*Assigned task*
Copy every line of the records below that holds the word "stone".

Source material Start Marker

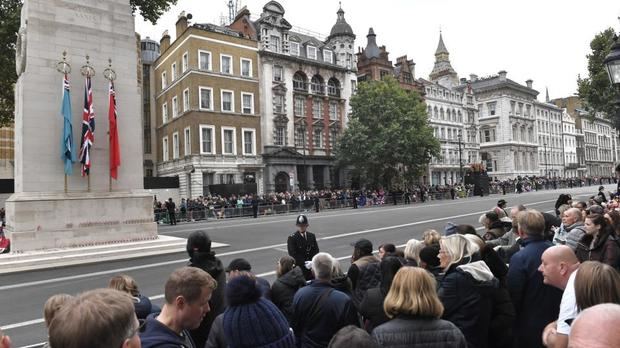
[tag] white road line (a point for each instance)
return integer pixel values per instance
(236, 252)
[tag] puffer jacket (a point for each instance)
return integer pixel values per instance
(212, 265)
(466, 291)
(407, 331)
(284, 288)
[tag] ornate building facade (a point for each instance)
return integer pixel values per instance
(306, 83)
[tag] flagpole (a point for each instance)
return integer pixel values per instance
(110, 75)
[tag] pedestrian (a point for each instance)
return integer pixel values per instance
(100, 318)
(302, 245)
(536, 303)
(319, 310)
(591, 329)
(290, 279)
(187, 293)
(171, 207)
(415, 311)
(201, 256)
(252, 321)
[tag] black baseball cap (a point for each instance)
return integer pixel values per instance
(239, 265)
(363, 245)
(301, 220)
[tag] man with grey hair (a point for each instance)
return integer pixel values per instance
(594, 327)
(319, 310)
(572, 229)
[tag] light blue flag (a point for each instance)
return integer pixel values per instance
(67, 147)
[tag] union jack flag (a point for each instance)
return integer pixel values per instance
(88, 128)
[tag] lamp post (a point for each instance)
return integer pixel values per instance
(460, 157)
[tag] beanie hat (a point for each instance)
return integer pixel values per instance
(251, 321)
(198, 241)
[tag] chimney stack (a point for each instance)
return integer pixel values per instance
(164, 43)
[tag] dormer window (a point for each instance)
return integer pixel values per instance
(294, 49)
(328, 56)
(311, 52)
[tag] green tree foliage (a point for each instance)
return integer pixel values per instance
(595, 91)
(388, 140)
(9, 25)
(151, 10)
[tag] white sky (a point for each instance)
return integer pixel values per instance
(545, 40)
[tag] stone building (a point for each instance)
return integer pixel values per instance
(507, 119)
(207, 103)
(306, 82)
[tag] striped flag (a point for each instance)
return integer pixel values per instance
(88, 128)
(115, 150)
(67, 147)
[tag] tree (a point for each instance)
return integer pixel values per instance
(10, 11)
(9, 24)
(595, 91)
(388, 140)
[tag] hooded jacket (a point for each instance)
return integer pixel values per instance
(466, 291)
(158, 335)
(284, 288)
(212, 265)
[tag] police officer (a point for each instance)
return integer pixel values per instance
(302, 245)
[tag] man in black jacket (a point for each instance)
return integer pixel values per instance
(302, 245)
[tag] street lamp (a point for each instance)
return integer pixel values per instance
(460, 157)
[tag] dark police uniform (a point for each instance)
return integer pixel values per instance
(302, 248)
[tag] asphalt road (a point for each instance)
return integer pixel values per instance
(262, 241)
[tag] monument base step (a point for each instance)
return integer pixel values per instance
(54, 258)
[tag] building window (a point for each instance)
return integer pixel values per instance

Source material End Marker
Source material Start Marker

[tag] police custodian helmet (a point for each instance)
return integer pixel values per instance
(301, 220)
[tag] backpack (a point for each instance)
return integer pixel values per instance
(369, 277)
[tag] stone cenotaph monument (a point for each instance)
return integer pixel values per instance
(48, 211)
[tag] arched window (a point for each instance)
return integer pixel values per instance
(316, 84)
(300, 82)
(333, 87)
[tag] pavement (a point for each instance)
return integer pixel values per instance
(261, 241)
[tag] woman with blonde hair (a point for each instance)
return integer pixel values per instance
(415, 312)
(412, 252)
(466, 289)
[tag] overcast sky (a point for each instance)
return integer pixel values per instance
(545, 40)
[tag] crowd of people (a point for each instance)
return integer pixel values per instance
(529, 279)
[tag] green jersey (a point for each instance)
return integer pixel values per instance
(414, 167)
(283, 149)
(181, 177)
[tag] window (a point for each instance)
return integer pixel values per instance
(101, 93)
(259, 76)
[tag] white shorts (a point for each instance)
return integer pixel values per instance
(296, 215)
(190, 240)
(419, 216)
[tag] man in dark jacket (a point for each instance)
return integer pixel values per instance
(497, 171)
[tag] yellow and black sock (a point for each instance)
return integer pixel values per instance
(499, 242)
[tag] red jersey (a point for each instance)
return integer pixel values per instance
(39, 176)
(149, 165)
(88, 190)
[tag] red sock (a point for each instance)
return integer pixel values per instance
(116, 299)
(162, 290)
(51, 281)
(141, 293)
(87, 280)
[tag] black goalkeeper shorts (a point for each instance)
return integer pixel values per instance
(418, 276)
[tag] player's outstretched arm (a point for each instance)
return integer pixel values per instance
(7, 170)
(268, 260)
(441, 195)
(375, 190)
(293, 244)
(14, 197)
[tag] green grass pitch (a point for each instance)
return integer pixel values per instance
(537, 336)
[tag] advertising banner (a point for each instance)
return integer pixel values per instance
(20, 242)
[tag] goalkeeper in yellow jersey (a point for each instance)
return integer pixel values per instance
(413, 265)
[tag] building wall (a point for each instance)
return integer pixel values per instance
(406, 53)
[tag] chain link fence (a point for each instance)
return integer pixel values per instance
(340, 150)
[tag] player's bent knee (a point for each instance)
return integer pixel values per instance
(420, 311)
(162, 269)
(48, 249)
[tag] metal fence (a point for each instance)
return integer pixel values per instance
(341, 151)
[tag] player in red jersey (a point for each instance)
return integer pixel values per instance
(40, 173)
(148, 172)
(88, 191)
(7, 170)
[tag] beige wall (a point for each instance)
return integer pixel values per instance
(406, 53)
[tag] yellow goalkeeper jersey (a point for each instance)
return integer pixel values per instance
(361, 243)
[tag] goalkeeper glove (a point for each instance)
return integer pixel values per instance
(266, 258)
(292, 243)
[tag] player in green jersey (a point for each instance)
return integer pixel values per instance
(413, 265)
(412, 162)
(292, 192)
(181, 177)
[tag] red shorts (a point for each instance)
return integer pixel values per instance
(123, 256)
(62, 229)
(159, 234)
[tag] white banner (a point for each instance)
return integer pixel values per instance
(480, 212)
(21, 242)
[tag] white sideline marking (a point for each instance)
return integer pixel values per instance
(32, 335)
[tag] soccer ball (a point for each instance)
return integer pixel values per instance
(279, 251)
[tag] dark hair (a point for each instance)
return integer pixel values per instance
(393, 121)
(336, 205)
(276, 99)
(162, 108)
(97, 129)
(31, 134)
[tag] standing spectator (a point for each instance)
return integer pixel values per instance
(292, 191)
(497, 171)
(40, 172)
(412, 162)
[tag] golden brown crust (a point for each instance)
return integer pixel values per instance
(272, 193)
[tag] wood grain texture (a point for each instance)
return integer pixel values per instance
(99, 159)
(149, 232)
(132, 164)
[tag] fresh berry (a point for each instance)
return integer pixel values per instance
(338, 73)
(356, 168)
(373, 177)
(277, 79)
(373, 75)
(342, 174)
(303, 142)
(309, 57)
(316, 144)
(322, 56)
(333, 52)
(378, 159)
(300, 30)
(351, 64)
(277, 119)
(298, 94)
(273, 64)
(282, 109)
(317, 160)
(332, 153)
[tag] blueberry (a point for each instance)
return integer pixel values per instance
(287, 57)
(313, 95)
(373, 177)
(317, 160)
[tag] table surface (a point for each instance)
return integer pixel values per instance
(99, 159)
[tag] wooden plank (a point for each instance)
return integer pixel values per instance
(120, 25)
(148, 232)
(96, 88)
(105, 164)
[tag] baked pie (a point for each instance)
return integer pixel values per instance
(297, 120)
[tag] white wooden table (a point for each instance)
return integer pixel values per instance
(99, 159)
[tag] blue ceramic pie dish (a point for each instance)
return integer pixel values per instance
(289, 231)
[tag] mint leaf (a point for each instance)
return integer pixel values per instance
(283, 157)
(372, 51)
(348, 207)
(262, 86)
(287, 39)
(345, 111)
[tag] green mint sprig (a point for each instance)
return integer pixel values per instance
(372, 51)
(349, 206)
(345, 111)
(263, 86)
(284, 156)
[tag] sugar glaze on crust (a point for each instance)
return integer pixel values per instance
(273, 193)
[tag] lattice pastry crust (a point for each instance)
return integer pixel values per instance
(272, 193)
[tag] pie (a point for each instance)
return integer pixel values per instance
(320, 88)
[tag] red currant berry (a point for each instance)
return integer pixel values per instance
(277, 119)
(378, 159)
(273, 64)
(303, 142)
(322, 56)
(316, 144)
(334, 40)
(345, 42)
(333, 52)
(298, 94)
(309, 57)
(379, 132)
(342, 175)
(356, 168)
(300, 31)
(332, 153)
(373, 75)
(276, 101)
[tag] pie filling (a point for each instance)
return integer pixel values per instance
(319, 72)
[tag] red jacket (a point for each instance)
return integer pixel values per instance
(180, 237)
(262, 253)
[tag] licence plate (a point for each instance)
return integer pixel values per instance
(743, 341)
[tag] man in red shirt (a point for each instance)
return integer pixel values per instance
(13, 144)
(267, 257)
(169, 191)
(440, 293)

Source material End Marker
Source material Start Marker

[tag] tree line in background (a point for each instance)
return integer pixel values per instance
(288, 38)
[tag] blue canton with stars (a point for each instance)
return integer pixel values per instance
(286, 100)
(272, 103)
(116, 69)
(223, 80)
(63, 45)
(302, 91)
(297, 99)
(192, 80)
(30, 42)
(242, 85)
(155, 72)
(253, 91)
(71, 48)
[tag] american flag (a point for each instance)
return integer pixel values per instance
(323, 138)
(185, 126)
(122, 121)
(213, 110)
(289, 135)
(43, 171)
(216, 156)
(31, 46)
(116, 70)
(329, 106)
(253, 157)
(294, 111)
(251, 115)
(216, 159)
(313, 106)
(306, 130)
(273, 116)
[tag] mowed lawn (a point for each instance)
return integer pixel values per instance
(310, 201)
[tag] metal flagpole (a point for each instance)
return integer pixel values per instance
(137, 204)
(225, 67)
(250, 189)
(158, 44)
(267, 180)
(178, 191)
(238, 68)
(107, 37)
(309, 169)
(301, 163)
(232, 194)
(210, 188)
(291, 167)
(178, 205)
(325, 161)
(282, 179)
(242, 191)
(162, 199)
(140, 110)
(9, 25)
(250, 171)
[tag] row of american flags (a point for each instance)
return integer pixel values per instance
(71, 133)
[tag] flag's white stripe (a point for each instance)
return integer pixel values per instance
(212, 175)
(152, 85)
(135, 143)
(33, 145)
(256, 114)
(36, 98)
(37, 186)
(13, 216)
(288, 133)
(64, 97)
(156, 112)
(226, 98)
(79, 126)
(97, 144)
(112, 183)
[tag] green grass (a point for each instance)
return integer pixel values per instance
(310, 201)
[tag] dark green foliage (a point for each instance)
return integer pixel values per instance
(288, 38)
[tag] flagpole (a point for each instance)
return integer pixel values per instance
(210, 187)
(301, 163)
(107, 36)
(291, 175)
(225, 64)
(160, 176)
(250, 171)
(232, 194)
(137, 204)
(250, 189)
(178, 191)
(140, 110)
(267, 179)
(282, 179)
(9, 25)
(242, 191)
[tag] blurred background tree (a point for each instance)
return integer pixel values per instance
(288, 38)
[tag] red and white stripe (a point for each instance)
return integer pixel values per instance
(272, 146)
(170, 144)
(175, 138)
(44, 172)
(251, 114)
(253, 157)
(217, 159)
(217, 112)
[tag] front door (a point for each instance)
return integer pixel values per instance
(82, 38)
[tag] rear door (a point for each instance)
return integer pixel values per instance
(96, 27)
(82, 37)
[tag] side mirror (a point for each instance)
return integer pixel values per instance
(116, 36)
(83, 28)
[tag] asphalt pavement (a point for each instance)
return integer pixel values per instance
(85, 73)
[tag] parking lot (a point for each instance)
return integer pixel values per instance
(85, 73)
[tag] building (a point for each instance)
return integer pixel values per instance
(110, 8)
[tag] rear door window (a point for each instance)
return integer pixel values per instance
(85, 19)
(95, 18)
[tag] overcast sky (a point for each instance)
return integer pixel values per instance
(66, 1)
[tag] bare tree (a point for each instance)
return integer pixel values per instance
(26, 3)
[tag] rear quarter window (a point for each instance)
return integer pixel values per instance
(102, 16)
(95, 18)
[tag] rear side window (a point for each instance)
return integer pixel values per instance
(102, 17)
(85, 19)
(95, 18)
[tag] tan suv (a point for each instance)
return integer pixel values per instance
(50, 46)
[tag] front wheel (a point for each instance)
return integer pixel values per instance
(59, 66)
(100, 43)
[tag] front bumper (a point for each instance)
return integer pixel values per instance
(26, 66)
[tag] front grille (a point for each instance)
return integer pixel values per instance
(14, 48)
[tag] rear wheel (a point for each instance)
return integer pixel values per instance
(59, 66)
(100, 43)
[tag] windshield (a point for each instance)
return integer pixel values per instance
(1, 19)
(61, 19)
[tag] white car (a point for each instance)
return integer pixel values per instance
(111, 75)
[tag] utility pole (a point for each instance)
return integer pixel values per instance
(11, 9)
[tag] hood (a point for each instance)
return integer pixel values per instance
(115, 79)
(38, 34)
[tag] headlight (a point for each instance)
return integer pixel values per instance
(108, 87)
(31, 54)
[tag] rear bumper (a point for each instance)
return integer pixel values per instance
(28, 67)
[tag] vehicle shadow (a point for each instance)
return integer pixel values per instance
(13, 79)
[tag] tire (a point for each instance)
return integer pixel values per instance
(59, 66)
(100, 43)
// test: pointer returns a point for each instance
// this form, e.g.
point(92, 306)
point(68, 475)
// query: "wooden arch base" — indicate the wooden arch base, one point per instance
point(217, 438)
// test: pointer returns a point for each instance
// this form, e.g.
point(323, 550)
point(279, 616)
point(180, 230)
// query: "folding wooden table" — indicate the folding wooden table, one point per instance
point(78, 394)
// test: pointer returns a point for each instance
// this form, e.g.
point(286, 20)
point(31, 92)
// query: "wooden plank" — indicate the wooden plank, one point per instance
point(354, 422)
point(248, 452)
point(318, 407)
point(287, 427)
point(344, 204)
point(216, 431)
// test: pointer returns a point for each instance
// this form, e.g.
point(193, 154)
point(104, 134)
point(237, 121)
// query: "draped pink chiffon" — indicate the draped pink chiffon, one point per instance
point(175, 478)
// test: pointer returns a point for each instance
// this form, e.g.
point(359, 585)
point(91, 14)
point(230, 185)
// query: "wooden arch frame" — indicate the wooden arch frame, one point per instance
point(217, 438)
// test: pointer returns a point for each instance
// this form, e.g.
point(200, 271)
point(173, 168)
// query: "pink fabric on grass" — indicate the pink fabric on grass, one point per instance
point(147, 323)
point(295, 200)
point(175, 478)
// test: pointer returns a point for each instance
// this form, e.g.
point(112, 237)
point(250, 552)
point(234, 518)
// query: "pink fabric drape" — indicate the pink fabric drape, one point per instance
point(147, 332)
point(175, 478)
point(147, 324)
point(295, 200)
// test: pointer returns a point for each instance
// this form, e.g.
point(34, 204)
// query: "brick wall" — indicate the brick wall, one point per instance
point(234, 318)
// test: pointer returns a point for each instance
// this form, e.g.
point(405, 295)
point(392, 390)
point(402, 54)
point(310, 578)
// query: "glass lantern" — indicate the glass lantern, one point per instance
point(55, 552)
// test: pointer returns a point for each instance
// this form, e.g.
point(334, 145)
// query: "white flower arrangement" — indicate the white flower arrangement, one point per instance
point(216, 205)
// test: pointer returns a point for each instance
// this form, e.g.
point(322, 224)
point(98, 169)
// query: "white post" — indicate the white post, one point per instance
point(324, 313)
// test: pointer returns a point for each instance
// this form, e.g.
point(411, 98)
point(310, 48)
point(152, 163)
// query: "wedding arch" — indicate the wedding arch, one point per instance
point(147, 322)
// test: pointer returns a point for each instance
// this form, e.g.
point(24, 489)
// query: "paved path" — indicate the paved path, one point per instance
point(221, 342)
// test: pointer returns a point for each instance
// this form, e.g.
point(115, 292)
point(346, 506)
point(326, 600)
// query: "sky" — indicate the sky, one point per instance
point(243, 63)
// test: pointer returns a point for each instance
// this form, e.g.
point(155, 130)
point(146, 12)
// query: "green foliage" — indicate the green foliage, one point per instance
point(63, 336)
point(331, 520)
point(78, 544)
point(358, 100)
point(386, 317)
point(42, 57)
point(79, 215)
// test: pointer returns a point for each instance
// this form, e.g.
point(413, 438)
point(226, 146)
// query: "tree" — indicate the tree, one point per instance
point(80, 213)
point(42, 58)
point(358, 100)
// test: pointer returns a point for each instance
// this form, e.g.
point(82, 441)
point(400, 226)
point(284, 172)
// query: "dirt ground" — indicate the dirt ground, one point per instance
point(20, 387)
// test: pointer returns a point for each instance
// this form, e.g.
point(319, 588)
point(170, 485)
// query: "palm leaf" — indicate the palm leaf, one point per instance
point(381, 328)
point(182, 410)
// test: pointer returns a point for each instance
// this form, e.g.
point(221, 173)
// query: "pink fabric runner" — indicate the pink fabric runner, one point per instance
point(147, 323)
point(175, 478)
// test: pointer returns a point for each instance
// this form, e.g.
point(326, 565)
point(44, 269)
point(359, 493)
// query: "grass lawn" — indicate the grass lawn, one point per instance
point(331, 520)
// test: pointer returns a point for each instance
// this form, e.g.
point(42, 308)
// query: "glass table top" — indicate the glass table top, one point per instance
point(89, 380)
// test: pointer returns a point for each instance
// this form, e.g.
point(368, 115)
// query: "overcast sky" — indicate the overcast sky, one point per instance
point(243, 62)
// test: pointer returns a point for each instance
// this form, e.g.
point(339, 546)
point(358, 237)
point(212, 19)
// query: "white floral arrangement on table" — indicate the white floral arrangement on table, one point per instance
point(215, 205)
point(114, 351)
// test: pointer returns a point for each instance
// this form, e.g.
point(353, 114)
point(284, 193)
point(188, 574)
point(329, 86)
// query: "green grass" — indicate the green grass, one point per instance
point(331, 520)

Source material End Marker

*Task answer*
[tag] stone building (a point for each instance)
[tag] stone cenotaph monument (a point for each instance)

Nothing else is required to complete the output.